- _Document passage_:
------------------------------------------------

Victims of symphysiotomy, a practice in which doctors broke women’s pelvises to ease childbirth without their consent, have called for Dáil support in their bid for justice and compensation.
Campaigner Marie O’Connor accused medical professionals of depriving women of a caesarean section, which they regarded as an artificial form of contraception.
“Doctors were using a scalpel to control women’s reproductive ways, stopping them from having a much safer caesarean section,” said Ms O’Connor. “Women can have no more than around four caesareans, so doctors effectively saw them as birth control, a way of capping the family number.”
Women were left permanently disabled after the medieval procedure of symphysiotomy, which was carried out on some 1,500 Irish women between 1944 and 1992. It has long been banned in the developed world.
Ms O’Connor, spokes-woman for the National Membership Organisation for Survivors of Symphysiotomy, was among some 20 victims in the Dáil yesterday. She addressed the Justice Committee, which was discussing the group’s draft bill proposing to amend the statute of limitations, which could lift a bar preventing survivors from seeking redress through the courts.

------------------------------------------------

- _Given data_:
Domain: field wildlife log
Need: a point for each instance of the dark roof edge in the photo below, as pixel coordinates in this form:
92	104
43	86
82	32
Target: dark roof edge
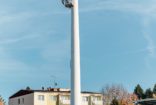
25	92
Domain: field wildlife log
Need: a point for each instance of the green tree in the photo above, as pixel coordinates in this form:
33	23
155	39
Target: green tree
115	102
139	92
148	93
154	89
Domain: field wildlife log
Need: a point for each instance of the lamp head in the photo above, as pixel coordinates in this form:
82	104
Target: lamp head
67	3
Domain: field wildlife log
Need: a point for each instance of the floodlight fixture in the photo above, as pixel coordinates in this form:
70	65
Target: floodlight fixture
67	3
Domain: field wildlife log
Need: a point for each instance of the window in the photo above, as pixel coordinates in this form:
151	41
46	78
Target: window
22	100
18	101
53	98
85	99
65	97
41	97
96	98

------------------------------------------------

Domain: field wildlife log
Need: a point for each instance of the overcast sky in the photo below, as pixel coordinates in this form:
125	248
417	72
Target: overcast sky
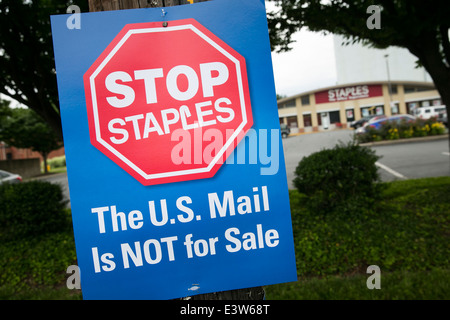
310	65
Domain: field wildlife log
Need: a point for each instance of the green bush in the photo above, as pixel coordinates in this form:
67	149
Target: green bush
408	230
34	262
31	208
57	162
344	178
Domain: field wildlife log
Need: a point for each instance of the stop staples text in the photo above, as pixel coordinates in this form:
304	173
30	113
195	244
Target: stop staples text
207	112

------------------------------------------------

- _Questions_:
1/ Please transcribe the symphysiotomy article between "Victims of symphysiotomy, a" and "justice and compensation.", inclusive.
2/ Go on with the news article on symphysiotomy survivors, starting after its last sentence.

- _Answers given_:
1/
Victims of symphysiotomy, a practice in which doctors broke women’s pelvises to ease childbirth without their consent, have called for Dáil support in their bid for justice and compensation.

2/
“These cases go back 20, 30, 40, 50, 60 years,” said Ms O’Connor, ahead of the committee meeting. “These were covert operations. Women were given no information prior to surgery, no information after surgery. These were involuntary operations. There was no informed consent.”
Women were left with permanent ailments, including incontinence, chronic pain, prolapsed organs, and neurological and psychological problems.
The symphysiotomy procedure was performed in preference to the safer and more standard caesarean section as recently as 1994.